[RECORDS FOR THE EXERCISE]

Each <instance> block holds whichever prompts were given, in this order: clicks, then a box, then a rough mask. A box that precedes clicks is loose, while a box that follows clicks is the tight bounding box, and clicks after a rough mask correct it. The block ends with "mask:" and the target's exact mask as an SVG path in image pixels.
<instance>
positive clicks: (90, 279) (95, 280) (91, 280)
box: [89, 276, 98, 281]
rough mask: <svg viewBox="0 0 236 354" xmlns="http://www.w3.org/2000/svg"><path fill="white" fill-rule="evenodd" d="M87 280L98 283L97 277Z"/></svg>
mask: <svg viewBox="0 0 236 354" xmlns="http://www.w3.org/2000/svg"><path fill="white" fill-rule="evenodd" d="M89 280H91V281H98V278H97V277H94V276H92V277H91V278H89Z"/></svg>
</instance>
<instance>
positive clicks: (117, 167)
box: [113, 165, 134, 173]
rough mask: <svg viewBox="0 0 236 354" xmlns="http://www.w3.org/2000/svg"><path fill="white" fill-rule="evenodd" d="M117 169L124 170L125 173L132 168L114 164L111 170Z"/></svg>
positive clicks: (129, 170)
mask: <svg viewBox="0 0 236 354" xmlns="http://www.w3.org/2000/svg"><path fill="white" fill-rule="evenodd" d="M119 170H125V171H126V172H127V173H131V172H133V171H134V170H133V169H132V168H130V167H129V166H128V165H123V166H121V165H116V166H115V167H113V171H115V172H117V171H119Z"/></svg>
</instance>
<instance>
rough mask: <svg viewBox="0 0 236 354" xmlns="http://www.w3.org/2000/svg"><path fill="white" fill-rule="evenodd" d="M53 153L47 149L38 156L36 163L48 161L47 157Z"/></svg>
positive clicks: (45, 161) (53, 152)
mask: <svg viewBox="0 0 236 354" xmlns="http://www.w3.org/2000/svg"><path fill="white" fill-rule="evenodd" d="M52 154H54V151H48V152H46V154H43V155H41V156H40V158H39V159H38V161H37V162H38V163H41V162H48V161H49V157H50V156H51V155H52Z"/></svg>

[/RECORDS FOR THE EXERCISE]
[RECORDS FOR THE EXERCISE]

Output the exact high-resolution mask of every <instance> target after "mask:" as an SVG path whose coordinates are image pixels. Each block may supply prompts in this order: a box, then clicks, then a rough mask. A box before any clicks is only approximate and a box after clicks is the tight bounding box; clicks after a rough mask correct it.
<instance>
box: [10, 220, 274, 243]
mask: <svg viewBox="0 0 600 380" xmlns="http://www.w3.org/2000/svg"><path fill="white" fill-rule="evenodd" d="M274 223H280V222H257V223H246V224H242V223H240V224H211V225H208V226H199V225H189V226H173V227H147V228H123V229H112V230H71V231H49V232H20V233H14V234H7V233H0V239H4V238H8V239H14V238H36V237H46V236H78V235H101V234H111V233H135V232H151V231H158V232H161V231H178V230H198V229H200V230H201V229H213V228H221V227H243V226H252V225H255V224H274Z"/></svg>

[/RECORDS FOR THE EXERCISE]

▶ **WHAT IS REQUIRED**
Filter the entries down to the lines with the word "after" in them, and copy those lines.

▶ **ANSWER FOR THE TASK**
Each <instance> block holds whichever prompts were given, in this order: clicks, then a box, then a rough mask. A box that precedes clicks is loose, while a box that follows clicks is the tight bounding box, and clicks after a rough mask correct it. The block ends with "mask:" and the target's exact mask as an SVG path in image pixels.
Output the exact high-resolution mask of every <instance> target after "mask:" as an SVG path whose coordinates are image pixels. Each block may supply prompts in this order: a box, then clicks, then a rough mask. A box before any clicks is only approximate and a box after clicks is the tight bounding box; clicks after a rough mask correct it.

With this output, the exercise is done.